• **SEITENAUSSCHNITT**:
........

Das will man sich natürlich ersparen; es gibt verwundbare Angehörige, Geld verdienen sollte man auch. Andererseits: Muss man nicht endlich wieder leben? Kultur und Augenkontakt, große Gefühle, unvernünftiger Sex. Wenn es nur irgendwie geht, dann will man jetzt endlich wieder analog.

Spaß oder Sicherheit?

Hört man sich im Bekanntenkreis um, dann führt das leidige Dilemma zu den interessantesten Entscheidungen: Da gibt es den Kollegen K, der es ablehnt, ins Kino zu gehen ("Viel zu gefährlich! Womöglich isst da noch einer Popcorn"). Gleichzeitig ersteigert er im Internet seltene Keramikobjekte – mehrmals die Woche ist er bereit, auf seine Vespa zu springen und in Schwechat oder Floridsdorf vorstellig zu werden ("Da lacht dich dann eine Impfgegnerin ohne Maske an, und es ist dir kurzfristig egal. Weil, echt schönes Einzelstück").

........

• **BEREITGESTELLTES MATERIAL**:
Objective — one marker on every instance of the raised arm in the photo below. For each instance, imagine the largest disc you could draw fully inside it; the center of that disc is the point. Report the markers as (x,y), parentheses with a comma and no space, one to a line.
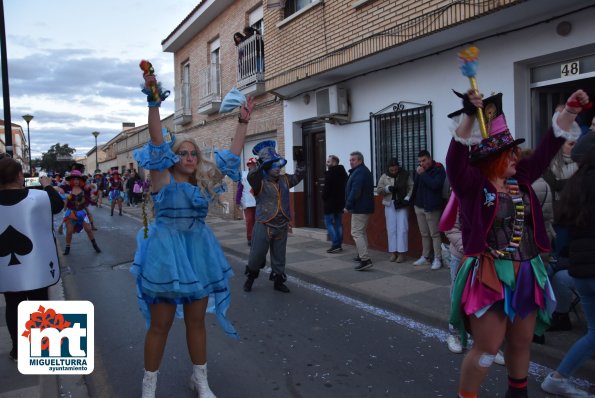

........

• **IHRE AUFGABE**:
Können Sie aus dem Seitenausschnitt oben die Passage Wort für Wort abschreiben, die mit „Das will man“ beginnt und mit „Spaß oder Sicherheit?“ endet?

• **LÖSUNG**:
Das will man sich natürlich ersparen; es gibt verwundbare Angehörige, Geld verdienen sollte man auch. Andererseits: Muss man nicht endlich wieder leben? Kultur und Augenkontakt, große Gefühle, unvernünftiger Sex. Wenn es nur irgendwie geht, dann will man jetzt endlich wieder analog.

Spaß oder Sicherheit?